Gösterilen metin
------------------------------------------------

|
Yeni dönemin ilk PPK’sından yansıyanlar

Geçtiğimiz Perşembe günü Merkez Bankası’nın yeni Başkanı Fatih Karahan’ın başkanlığındaki ilk Para Politikası Kurulu (PPK) toplantısını takip ettik. Toplantıya ilişkin beklentilerimi bir önceki yazımda oldukça detaylı bir şekilde sizlere iletmiştim. Nitekim PPK toplantısından benim bir önceki yazıma paralel sonuçlar çıktığını rahatlıkla ifade edebilirim.

İlk beklentim, piyasadaki genel eğilim doğrultusunda PPK’nın politika faizi olan bir hafta vadeli repo ihale faiz oranını %45 seviyesinde sabit tutacağıydı. Bu konuda bir sürpriz olmadı. İkinci ve en önemli beklentim ise PPK’nın eğer enflasyon beklentilerinde bozulma olursa yeniden faiz artıracağına ilişkin mesaj vereceğiydi. Öyle de oldu. PPK metninde kullanılan “Enflasyon görünümünde belirgin ve kalıcı bir bozulma öngörülmesi durumunda ise para politikası duruşu sıkılaştırılacaktır.” cümlesi ile PPK üyeleri enflasyon gelişmelerinde olası bir olumsuz durumda faiz artışı sinyali vermiş oldular.

PPK metnindeki bir diğer önemli yönlendirme ise faiz indirimlerinin ne zaman konuşulabileceğine ilişkin. PPK üyeleri; piyasadaki enflasyon beklentileri (ara hedef olan %36’ya göre belirlenen) tahmin aralığını yakınsayıncaya kadar politika faizini %45 seviyesinde tutacaklarını belirtiyorlar. Bu yönlendirme ile uzun bir süre faiz indirimi meselesinin rafa kaldırılmaya çalışıldığını ifade edebiliriz.

------------------------------------------------

Öğelerden alıntılar
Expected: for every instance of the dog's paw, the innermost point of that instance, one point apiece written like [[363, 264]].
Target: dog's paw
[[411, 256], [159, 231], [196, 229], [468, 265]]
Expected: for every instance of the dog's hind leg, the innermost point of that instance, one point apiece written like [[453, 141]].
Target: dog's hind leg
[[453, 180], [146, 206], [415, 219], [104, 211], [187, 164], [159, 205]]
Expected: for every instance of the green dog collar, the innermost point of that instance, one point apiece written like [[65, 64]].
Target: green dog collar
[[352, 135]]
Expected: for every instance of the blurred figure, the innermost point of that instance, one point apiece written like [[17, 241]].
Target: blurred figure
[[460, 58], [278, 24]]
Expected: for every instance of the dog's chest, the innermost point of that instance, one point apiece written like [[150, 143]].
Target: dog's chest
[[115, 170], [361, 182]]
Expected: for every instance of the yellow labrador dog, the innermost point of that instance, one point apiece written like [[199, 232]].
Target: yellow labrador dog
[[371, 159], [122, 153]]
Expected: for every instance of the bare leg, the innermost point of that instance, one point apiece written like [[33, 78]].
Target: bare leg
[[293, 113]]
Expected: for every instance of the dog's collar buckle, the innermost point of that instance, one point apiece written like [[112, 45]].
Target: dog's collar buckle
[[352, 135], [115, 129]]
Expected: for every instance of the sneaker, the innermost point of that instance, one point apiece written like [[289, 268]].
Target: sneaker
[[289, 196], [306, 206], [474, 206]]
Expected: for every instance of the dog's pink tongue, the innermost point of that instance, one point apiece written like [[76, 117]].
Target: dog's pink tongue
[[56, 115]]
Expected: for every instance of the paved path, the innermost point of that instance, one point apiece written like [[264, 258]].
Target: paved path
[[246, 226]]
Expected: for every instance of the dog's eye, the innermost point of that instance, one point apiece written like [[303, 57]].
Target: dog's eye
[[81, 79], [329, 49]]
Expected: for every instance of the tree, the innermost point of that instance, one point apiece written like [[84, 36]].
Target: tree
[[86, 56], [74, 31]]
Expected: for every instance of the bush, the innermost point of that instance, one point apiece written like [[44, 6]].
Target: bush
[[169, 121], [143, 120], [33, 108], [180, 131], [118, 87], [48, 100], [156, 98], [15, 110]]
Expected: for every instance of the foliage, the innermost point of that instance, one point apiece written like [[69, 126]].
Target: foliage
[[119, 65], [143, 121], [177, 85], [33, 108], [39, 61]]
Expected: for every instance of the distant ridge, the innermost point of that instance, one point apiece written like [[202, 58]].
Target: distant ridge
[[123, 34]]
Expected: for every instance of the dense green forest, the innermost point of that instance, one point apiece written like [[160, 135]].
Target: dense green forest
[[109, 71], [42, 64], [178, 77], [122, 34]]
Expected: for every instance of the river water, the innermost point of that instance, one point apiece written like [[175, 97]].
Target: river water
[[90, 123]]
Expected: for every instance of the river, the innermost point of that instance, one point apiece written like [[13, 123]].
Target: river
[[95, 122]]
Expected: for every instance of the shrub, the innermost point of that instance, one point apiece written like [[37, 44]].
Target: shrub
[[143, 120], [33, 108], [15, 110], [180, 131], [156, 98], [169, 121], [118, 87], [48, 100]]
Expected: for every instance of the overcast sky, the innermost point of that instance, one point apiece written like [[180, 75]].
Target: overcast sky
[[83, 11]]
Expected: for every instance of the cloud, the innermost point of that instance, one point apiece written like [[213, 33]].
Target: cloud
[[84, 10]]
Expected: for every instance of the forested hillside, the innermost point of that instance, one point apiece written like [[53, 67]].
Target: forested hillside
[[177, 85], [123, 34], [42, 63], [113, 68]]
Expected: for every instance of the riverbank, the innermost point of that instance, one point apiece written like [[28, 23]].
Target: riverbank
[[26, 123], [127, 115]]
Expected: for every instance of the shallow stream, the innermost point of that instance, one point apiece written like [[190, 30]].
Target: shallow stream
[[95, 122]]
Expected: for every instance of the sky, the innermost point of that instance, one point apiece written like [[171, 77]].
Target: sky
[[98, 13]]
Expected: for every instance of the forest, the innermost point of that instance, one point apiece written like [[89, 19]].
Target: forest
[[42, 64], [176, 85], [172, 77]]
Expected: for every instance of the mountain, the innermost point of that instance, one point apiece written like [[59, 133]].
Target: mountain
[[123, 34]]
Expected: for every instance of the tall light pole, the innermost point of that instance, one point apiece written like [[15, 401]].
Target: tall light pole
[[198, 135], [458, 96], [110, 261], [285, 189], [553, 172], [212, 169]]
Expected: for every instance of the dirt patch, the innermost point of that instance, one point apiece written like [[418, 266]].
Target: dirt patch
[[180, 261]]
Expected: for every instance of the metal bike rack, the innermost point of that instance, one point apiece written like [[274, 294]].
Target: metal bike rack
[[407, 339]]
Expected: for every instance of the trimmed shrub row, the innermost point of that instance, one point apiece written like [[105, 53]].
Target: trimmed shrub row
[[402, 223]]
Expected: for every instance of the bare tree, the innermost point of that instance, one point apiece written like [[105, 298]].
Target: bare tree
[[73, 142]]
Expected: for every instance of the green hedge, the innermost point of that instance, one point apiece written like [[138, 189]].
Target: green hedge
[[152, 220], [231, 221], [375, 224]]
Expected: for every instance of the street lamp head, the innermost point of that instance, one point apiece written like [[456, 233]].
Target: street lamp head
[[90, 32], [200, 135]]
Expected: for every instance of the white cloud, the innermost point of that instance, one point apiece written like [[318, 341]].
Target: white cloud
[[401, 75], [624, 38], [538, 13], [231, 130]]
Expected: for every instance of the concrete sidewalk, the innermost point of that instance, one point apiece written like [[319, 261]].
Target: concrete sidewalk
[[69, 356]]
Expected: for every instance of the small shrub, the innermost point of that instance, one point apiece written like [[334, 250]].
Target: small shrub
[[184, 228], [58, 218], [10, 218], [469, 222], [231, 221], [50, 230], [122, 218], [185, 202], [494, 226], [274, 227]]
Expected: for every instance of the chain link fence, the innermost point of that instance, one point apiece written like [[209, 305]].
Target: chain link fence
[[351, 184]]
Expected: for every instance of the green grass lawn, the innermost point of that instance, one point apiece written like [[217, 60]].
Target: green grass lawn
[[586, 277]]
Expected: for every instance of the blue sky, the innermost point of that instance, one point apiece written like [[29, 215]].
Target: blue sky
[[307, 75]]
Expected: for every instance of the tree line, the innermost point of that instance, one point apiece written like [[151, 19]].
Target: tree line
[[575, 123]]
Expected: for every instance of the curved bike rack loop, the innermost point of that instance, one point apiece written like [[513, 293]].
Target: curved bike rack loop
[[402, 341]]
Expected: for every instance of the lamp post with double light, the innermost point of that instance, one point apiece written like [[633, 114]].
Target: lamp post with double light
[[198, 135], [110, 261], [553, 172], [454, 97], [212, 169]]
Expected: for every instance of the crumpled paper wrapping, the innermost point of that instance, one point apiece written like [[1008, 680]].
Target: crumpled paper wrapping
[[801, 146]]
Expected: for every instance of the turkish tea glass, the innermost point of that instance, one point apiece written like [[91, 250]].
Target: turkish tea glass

------------------------------------------------

Yapmanız gereken
Lütfen yukarıdaki PPK yazısından "İlk beklentim, piyasadaki" sözlerinin geçtiği yerden başlayıp "sinyali vermiş oldular." sözlerinden sonra durarak o bölümü aynen aktarın.

Görevin çözümü
İlk beklentim, piyasadaki genel eğilim doğrultusunda PPK’nın politika faizi olan bir hafta vadeli repo ihale faiz oranını %45 seviyesinde sabit tutacağıydı. Bu konuda bir sürpriz olmadı. İkinci ve en önemli beklentim ise PPK’nın eğer enflasyon beklentilerinde bozulma olursa yeniden faiz artıracağına ilişkin mesaj vereceğiydi. Öyle de oldu. PPK metninde kullanılan “Enflasyon görünümünde belirgin ve kalıcı bir bozulma öngörülmesi durumunda ise para politikası duruşu sıkılaştırılacaktır.” cümlesi ile PPK üyeleri enflasyon gelişmelerinde olası bir olumsuz durumda faiz artışı sinyali vermiş oldular.